╭─ Reading passage

The French wanted to save Louisbourg, the fall of which they knew would be the first step to the British conquest of Canada. But they could not send a fleet through the English Channel right under the eyes of the British naval headquarters, from which they were themselves expecting an attack. So they tried one from the Mediterranean. But Osborne and Saunders shut the door in their faces at Gibraltar and broke up their Toulon fleet as well. Then the French tried the Bay of Biscay. But Hawke swooped down on the big convoy of supply vessels sheltering at Aix and forced both them and their escorting men-of-war to run aground in order to save themselves from being burnt. Meanwhile large numbers of French farmers and fishermen had to be kept under arms to guard the shores along the Channel. This, of course, was bad for the harvest of both sea and land, on which the feeding of the men at the front so greatly depended. But there was no help for it, as the British fleet was watching its chance to pounce down on the first point left unguarded, and the French fleet was not strong enough to fight it out at sea. St. Malo and Cherbourg were successfully attacked. The only failure was at St. Cast, where a silly old general made mistakes of which a clever French one quickly took advantage.
Thus harassed, blockaded, and weakened on every coast, France could do nothing to save Louisbourg, the first link in the long, thin chain of French posts in America, where the fortunes of war were bound to follow the side that had the greater sea-power. No army could fight in America if cut off from Europe; because the powder and shot, muskets and bayonets, cannons and cannon-balls, swords and pistols, all came out from France and England. More than this, the backbone of both armies were the French and British regulars, who also came from France and England. Most of all, fleets were quite as important at Quebec and Montreal as at Louisbourg, for ocean navigation went all those hundreds of miles inland. Beyond these three great points, again, sea-power, of a wholly inland kind, was all-important; for the French lived along another line of waterways—from Montreal, across the Great Lakes, and down the Mississippi to the Gulf of Mexico. You might as well expect an army to march without legs as to carry on a war in America without fleets of sea-going ships and flotillas of inland small craft, even down to the birchbark canoe.
Pitt's plan for 1758 was to attack Canada on both flanks and work into place for attacking her centre the following year. Louisbourg on the coast of Cape Breton guarded her sea flank. Fort Duquesne (now Pittsburg) at the forks of the Ohio guarded her land flank and her door to the Golden West. Ticonderoga on Lake Champlain guarded her gateway into the St. Lawrence from the south. Here the British attack, though made with vastly superior numbers, was beaten back by the heroic and skilful Montcalm. But Fort Duquesne, where Washington and Braddock had been defeated, was taken by Forbes and re-named Pittshurg in honour of the mighty Minister of War. Louisbourg likewise fell. So Canada was beaten on both wings, though saved, for the moment, in the centre.
Louisbourg never had the slightest chance; for Boscawen's great fleet cut it off from the sea so completely that no help the French could spare could have forced its way in, even if it had been able to dodge past the British off the coast of France. The British army, being well supplied from the sea, not only cut Louisbourg off by land as well as the fleet had cut it off by sea but was able to press the siege home with such vigour that the French had to surrender after a brave defence of no more than eight weeks. The hero of the British army at Louisbourg was a young general of whom we shall soon hear more—Wolfe.

╰─
╭─ Records provided

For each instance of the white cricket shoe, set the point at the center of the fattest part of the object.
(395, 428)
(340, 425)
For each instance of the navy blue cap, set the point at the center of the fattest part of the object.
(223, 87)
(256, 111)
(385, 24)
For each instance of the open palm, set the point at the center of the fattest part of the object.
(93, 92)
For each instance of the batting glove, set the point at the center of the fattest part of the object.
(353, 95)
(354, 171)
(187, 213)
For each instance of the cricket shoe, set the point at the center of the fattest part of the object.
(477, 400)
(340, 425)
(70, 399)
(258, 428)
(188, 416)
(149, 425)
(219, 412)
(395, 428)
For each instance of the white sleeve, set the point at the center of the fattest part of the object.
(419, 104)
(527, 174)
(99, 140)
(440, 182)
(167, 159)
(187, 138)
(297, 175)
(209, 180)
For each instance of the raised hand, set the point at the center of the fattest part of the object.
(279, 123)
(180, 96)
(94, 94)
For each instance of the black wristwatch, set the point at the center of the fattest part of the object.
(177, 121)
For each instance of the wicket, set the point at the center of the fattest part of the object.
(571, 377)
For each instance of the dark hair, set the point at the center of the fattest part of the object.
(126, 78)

╰─

Tasks and exercises:
(a) From the passage on the fall of Louisbourg, list every French post that the text says guarded a part of Canada in Pitt's plan for 1758, along with what each one guarded.
(b) Extend the passage on the fall of Louisbourg by writing what comes next after its final sentence.

The responses:
(a)
- Louisbourg, on the coast of Cape Breton, guarded Canada's sea flank.
- Fort Duquesne (now Pittsburg), at the forks of the Ohio, guarded her land flank and her door to the Golden West.
- Ticonderoga, on Lake Champlain, guarded her gateway into the St. Lawrence from the south.

(b)
If we ever want to choose an Empire Year, then the one to choose, beyond all shadow of a doubt, is 1759; and the hero of it, also beyond all shadow of a doubt, is Pitt. Hardwicke, Pitt's chief civilian adviser, was a truly magnificent statesman for war. Anson was a great man at the head of the Navy. Ligonier was equally good at the head of the Army, with a commission as "Commander-in-Chief of all His Majesty's Forces in Great Britain and America," which showed how much Pitt thought of the Canadian campaigns. The silent Saunders was one of the best admirals that even England ever had. And when people drank to "the eye of a Hawke, and the heart of a Wolfe!" they showed they knew of other first-rate leaders too. But by far the greatest head and heart, by far the most inspiring soul, of this whole vast Empire War was Pitt. In many and many a war, down to our own day, the warriors who have led the fleets and armies have been greater and nobler than the statesmen who managed the government. But Pitt was greater, though even he could not be nobler, than any of the warriors who served the Empire under him; for he knew, better than any one else, how to make fleets and armies work together as a single United Service, and how to make the people who were not warriors work with the warriors for the welfare of the whole United Empire. Of course he had a wonderful head and a wonderful heart. But his crowning glory as an Empire-maker is that he could rise above all the petty strife of party politicians and give himself wholly to the Empire in the same spirit of self-sacrifice as warriors show upon the field of battle.
In choosing commanders by land and sea Pitt always took the best, no matter who or what their friends or parties were; and no commander left Pitt's inspiring presence without feeling the fitter for the work in hand. In planning the conquest of Canada, Pitt and Ligonier agreed that Amherst and Wolfe were the men for the army, while Pitt and Anson agreed that Saunders and Holmes were the men for the fleet. This was all settled at the beginning of Empire Year—1759.
But this was only a part, though the most important part, of Pitt's Imperial plan. No point of vantage, the whole world round, escaped his eagle eye. The French and Dutch were beaten in India; though both fought well, and though the French fleet fought a drawn battle with the British off Ceylon. On the continent of Europe our allies were helped by a British army at the decisive victory of Minden, which drove the French away from Hanover. And in the West Indies the island of Guadaloupe was taken by a joint expedition of the usual kind; but only after the French had made a splendid resistance of over three months.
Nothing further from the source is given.